TEXT EXTRACT →
---+---
[PATCH] D17473: [LoopUnroll] Avoid unnecessary DT recomputation.

Fri Feb 19 21:20:23 PST 2016

mzolotukhin added inline comments.

================
Comment at: lib/Transforms/Utils/LoopUnroll.cpp:536
@@ +535,3 @@
+            ExitIDom ? DT->findNearestCommonDominator(ExitIDom, *BI) : *BI;
+      }
+      DT->changeImmediateDominator(Exit, ExitIDom);
----------------
joker.eph wrote:
> mzolotukhin wrote:
> > chandlerc wrote:
> > > mzolotukhin wrote:
> > > > The reason we're doing this is that dominator for an exit block could change after unrolling. Consider a diamond-like loop body with header `H`, side blocks  `A` and `B`, and latchblock  `L`. Suppose `B` is exiting to `E`.
> > > > 
> > > > If `B` is the immediate dominator of `E` before unrolling, it's not the case after unrolling - we'll have several blocks exiting to `E`, so we have to actually find their common dominator.
> > > > 
> > > > Probably, there is a more efficient way of doing this, but even in this form it's a pure win over what we have now.
> > > Ahh, I see.
> > > 
> > > So, the reason that this seemed odd to me is that all of these blocks that now branch to E come from unrolled copies of the loop, and so they should all have the same IDom -- the IDom of B from the first copy of the loop (which I think pretty much has to be the header, but I've not thought very hard about that).
---+---
DATASET ENTRIES →
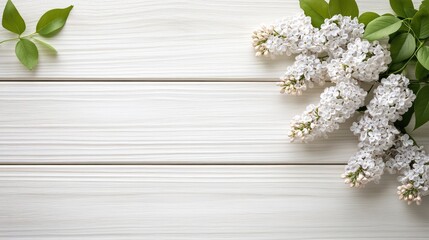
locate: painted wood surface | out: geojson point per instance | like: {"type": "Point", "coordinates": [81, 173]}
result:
{"type": "Point", "coordinates": [158, 123]}
{"type": "Point", "coordinates": [186, 152]}
{"type": "Point", "coordinates": [161, 40]}
{"type": "Point", "coordinates": [200, 202]}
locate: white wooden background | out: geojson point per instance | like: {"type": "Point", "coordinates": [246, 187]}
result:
{"type": "Point", "coordinates": [155, 121]}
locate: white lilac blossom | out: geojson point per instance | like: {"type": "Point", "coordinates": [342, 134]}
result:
{"type": "Point", "coordinates": [376, 131]}
{"type": "Point", "coordinates": [362, 60]}
{"type": "Point", "coordinates": [338, 32]}
{"type": "Point", "coordinates": [392, 99]}
{"type": "Point", "coordinates": [336, 52]}
{"type": "Point", "coordinates": [411, 161]}
{"type": "Point", "coordinates": [362, 168]}
{"type": "Point", "coordinates": [288, 36]}
{"type": "Point", "coordinates": [306, 71]}
{"type": "Point", "coordinates": [337, 104]}
{"type": "Point", "coordinates": [375, 134]}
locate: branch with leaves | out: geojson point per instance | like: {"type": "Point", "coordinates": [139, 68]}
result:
{"type": "Point", "coordinates": [333, 43]}
{"type": "Point", "coordinates": [48, 26]}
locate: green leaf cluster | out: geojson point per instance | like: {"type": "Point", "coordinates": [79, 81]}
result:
{"type": "Point", "coordinates": [49, 24]}
{"type": "Point", "coordinates": [407, 31]}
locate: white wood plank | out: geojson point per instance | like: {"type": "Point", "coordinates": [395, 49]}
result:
{"type": "Point", "coordinates": [155, 123]}
{"type": "Point", "coordinates": [197, 202]}
{"type": "Point", "coordinates": [151, 39]}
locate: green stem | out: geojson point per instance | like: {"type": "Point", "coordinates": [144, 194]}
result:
{"type": "Point", "coordinates": [408, 61]}
{"type": "Point", "coordinates": [19, 37]}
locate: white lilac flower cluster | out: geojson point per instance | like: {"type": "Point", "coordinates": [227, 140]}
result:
{"type": "Point", "coordinates": [376, 131]}
{"type": "Point", "coordinates": [336, 52]}
{"type": "Point", "coordinates": [411, 162]}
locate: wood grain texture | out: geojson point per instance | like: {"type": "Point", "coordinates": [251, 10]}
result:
{"type": "Point", "coordinates": [197, 202]}
{"type": "Point", "coordinates": [202, 123]}
{"type": "Point", "coordinates": [212, 123]}
{"type": "Point", "coordinates": [156, 40]}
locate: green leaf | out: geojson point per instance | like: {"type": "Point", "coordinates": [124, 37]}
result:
{"type": "Point", "coordinates": [367, 17]}
{"type": "Point", "coordinates": [46, 45]}
{"type": "Point", "coordinates": [318, 10]}
{"type": "Point", "coordinates": [12, 20]}
{"type": "Point", "coordinates": [423, 56]}
{"type": "Point", "coordinates": [406, 117]}
{"type": "Point", "coordinates": [421, 72]}
{"type": "Point", "coordinates": [402, 47]}
{"type": "Point", "coordinates": [420, 23]}
{"type": "Point", "coordinates": [404, 8]}
{"type": "Point", "coordinates": [424, 4]}
{"type": "Point", "coordinates": [27, 53]}
{"type": "Point", "coordinates": [421, 107]}
{"type": "Point", "coordinates": [343, 7]}
{"type": "Point", "coordinates": [382, 27]}
{"type": "Point", "coordinates": [52, 21]}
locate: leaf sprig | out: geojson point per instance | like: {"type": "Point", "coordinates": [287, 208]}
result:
{"type": "Point", "coordinates": [48, 26]}
{"type": "Point", "coordinates": [408, 33]}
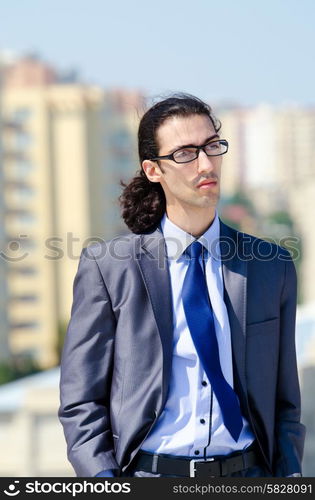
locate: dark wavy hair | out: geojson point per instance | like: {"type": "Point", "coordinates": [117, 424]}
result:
---+---
WRITTEN TASK 1 →
Locate every line in the records that contains the string "lilac", matching case, and copy each one.
WRITTEN TASK 2 →
Resume the LoopUnroll patch review discussion from the point where it stops.
The text and the records have nothing to do with each other.

TASK RESULT 1 →
locate: white lilac blossom | out: geojson point per instance | like: {"type": "Point", "coordinates": [342, 134]}
locate: white lilac flower cluster | out: geojson point per instance | like: {"type": "Point", "coordinates": [227, 140]}

TASK RESULT 2 →
> > > 
> > > But have we done any CFG simplification during unrolling at this point? (I know we talked about that, not sure any of it landed...) If so, that would of course potentially invalidate the idea of basing this purely on the loop structure and structural nature of unrolling.
> > > 
> > > It's not so much that this is ever going to be expensive at runtime (the domtree should make this pattern quite fast), it was just that I wanted to understand the complexity.
> > > 
> > > I think explaining some of the context of how to think about this code in comments would be very useful here.
> > > all of these blocks that now branch to E come from unrolled copies of the loop, and so they should all have the same IDom -- the IDom of B from the first copy of the loop
> > I don't think it's correct. IDom of B might be H, but doesn't have to be (you can imagine a diamond in diamond structure to prove it).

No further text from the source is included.